## Source text
==============================
Chapter 4: What possible ‘defences’ exist against the harm of ‘Money Power’?

So I’ve:

  • set out Ford’s explanation of Dead vs. Live money (Chapter 1);
  • ‘shot at’ organisations that claim they get this –as in “see, here’s my purpose!” (Chapter 2);
  • explained why shareholders are probably the last people you’d want as guardians for an organisation’s successful longevity; and
  • put forward a logic as to why executives behave as they do (including the recent Mylan example to consider) (Chapter 3).

light-bulb…and at this point you may reasonably ask “so what can be done about this situation?”

Thankfully not everywhere is the same…and we can look around for ideas.

Ha-Joon Chang writes that “most rich countries outside the Anglo-American world have tried to reduce the influence of free-floating shareholders and maintain (or even create) a group of long-term stakeholders (including some shareholders) through various formal or informal means.”

These include:

  • government ownership (either direct or indirect) of a sizeable share to act as stable shareholders (examples in France, Germany, Korea);
  • differential voting rights for different classes of shares e.g. for founders and their families to retain significant control (Sweden);
  • formal representation by the workers on the company supervisory board (Germany);
  • minimising influence of floating shareholders through cross-shareholdings amongst friendly companies (Japan)

“Being heavily influenced, if not totally controlled, by longer-term stakeholders, companies in these countries do not as easily sack workers, squeeze suppliers, neglect investment and use profits for dividends and share buybacks…all this means that in the long run they may be more viable…

Running companies in the interests of floating shareholders is not only inequitable but also inefficient, not just for the national economy but also for the company itself.”

(Of course, I should reflect that there are lots of other ownership models ‘out there’, such as State Owned Enterprises, Mutuals and Co-operatives…and I have read many a good-news story about what can be achieved with the latter.
==============================
## Supplied entries
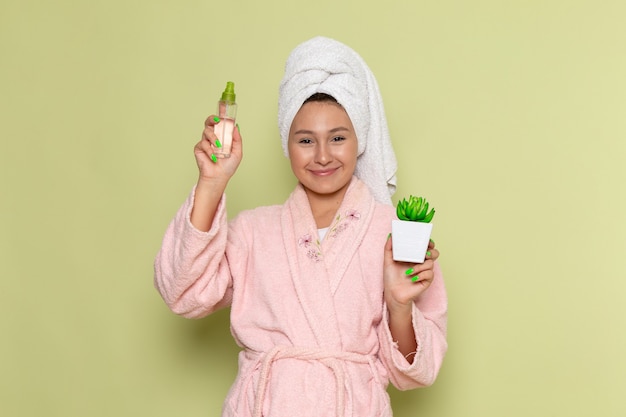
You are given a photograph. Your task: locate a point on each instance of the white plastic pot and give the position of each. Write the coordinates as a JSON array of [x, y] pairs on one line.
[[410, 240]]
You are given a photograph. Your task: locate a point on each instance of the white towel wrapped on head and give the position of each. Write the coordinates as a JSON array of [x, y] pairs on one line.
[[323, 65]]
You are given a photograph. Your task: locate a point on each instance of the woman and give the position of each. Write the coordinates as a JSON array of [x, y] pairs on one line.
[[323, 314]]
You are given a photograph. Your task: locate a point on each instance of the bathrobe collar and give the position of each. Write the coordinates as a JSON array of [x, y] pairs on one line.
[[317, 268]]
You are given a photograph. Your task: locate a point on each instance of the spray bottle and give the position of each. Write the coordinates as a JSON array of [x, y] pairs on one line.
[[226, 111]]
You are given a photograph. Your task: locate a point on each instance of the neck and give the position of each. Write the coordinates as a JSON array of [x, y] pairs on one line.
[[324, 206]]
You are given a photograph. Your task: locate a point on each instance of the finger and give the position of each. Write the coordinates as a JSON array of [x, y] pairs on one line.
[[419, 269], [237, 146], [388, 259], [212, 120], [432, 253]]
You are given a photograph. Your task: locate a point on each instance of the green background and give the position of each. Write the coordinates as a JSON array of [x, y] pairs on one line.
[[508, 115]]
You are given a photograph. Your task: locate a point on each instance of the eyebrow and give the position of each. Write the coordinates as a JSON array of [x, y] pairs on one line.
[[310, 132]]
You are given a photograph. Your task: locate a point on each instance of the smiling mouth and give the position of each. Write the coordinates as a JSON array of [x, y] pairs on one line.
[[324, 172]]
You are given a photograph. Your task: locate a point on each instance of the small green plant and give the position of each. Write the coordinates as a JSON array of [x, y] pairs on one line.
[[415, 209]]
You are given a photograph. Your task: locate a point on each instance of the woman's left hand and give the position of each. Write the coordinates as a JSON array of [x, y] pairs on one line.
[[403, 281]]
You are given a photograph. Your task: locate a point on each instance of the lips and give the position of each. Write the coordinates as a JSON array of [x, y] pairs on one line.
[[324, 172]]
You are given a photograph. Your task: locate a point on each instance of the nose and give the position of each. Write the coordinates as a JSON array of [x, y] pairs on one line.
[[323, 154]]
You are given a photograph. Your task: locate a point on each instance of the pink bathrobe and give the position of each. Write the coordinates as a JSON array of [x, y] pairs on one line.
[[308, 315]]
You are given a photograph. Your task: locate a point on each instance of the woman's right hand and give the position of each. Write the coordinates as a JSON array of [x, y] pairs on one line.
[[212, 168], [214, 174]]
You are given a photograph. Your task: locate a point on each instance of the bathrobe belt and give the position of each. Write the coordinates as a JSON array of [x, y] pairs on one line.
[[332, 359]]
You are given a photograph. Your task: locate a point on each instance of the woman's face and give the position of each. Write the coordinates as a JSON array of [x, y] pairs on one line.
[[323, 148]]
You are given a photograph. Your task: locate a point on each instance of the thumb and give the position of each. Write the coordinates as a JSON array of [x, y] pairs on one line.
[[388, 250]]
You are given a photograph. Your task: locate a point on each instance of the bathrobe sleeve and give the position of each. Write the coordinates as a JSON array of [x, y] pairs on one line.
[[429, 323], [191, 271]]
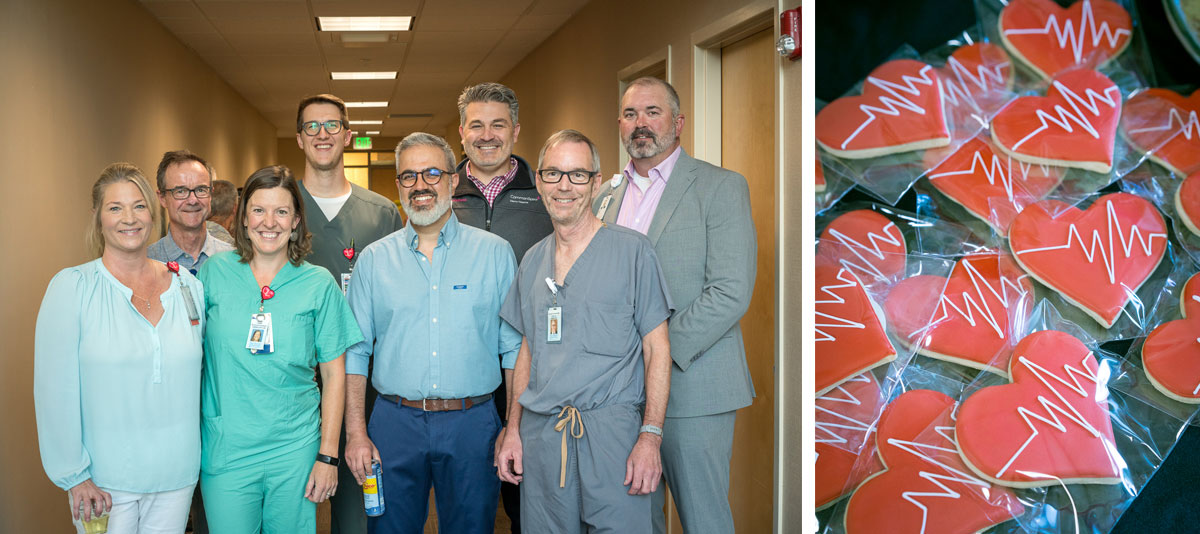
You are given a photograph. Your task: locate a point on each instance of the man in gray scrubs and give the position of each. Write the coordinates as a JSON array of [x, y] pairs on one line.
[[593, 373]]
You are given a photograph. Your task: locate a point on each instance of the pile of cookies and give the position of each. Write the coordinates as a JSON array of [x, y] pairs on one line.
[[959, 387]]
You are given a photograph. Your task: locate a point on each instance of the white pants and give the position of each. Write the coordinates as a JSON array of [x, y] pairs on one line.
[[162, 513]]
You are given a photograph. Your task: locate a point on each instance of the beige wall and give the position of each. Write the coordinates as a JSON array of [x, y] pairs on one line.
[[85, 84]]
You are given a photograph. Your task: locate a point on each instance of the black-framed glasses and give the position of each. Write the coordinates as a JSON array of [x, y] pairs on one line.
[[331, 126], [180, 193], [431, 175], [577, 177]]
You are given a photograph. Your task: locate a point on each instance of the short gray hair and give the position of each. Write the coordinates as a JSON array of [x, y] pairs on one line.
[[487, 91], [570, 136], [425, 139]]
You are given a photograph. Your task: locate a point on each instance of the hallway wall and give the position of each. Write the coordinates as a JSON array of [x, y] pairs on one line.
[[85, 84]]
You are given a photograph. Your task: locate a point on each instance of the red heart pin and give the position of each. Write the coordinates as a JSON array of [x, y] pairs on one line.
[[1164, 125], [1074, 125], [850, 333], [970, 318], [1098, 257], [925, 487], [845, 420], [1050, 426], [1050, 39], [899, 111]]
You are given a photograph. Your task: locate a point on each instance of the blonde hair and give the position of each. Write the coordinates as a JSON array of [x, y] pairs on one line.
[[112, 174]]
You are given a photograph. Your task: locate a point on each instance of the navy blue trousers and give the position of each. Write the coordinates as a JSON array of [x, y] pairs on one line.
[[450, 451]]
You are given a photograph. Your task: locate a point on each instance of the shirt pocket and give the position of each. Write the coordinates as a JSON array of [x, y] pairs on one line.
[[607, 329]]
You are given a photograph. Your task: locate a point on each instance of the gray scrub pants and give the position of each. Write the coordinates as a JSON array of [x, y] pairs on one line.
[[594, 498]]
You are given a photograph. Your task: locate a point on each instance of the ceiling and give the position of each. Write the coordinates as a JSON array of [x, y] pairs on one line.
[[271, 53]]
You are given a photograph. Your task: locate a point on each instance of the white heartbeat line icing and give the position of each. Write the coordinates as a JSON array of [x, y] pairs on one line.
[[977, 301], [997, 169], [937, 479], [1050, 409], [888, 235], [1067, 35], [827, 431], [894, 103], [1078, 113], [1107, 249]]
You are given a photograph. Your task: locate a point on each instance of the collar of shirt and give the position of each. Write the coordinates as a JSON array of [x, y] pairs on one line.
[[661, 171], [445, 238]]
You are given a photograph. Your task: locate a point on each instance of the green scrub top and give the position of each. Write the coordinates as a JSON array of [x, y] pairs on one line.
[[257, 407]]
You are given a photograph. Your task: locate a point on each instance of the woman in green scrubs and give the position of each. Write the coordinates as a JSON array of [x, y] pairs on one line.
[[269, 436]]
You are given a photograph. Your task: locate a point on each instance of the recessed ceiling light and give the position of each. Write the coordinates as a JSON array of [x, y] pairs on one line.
==============================
## Task list
(a) Summarize the chapter in two sentences.
(b) Rewrite the paragraph of the chapter beginning "Being heavily influenced" as a bulleted list, keeping its main facts.
(c) Quote the chapter word for word between "Chapter 4: What" and "around for ideas.", inclusive.

## Worked solutions
(a) The chapter cites Ha-Joon Chang's observation that most rich countries outside the Anglo-American world have tried to reduce the influence of free-floating shareholders and to maintain or create a group of long-term stakeholders. The means include government ownership, differential voting rights, worker representation on supervisory boards, and cross-shareholdings among friendly companies, and Chang argues that companies influenced by such stakeholders may be more viable in the long run.

(b)
- These companies are heavily influenced, if not totally controlled, by longer-term stakeholders.
- As a result, they do not as easily:
  - sack workers
  - squeeze suppliers
  - neglect investment
  - use profits for dividends and share buybacks
- In the long run, they may be more viable.

(c)
Chapter 4: What possible ‘defences’ exist against the harm of ‘Money Power’?

So I’ve:

  • set out Ford’s explanation of Dead vs. Live money (Chapter 1);
  • ‘shot at’ organisations that claim they get this –as in “see, here’s my purpose!” (Chapter 2);
  • explained why shareholders are probably the last people you’d want as guardians for an organisation’s successful longevity; and
  • put forward a logic as to why executives behave as they do (including the recent Mylan example to consider) (Chapter 3).

light-bulb…and at this point you may reasonably ask “so what can be done about this situation?”

Thankfully not everywhere is the same…and we can look around for ideas.